GIVEN PROBLEM 1 | In the README for the TCPDump latency analyzer, which interpreter is said to be preferable to plain Python?

── TEXT EXTRACT

Ecosyste.ms: Awesome

An open API service indexing awesome lists of open source software.

Awesome Lists | Featured Topics | Projects

https://github.com/yandex/tcplanz

TCPDump latency analyzer
https://github.com/yandex/tcplanz

Last synced: 2 months ago
JSON representation

TCPDump latency analyzer

Awesome Lists containing this project

README

        

#### What is this for ####
This project allows to get web server performance metric from traffic TCPDump.
This allows to measure up metric like **html delivery time** which are usually not available in runtime and have second opinion about other metrics like **server latency**.

#### Installation ####
This is not meant to be used directy on frontend, because it could consume lot of memory and CPU parsing pcap files.
Please install on development server or workstation

Before installation you need python (pypy is preferrable because it faster on task like this).
Only other dependance is dpkt (python tcpdump parsing library) see https://dpkt.readthedocs.org
If you use pip to install dpkt please say **pypy -m pip install dpkt** instead of **pip install dpkt**,
second spell installs dpkt for python not pypy.

────

GIVEN PROBLEM 2 | From the rows below, copy out the lines that begin at the line containing "Expected: one point per instance of the thin" and stop after the line containing "Target: thin cirrus cloud". Include both of those lines, and leave out the picture.

── SUPPLIED MATERIAL

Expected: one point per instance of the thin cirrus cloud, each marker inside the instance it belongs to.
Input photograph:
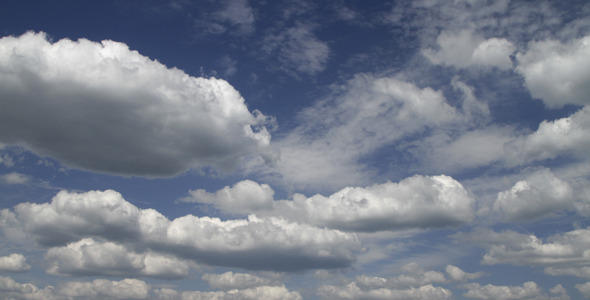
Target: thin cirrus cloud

────
── SUPPLIED MATERIAL

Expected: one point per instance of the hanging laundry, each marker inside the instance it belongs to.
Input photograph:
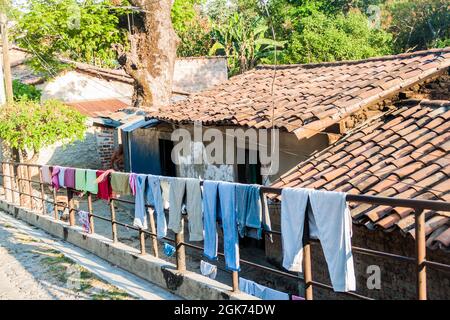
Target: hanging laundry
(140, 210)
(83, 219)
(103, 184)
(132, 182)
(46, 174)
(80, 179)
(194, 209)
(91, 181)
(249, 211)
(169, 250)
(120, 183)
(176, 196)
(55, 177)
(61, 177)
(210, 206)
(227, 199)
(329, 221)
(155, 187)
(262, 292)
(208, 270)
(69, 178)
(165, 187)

────

EXERCISE OUTPUT 1 | Pypy is preferable, because it is faster on this kind of task.

EXERCISE OUTPUT 2 |
Expected: one point per instance of the thin cirrus cloud, each marker inside the instance it belongs to.
Input photograph:
Target: thin cirrus cloud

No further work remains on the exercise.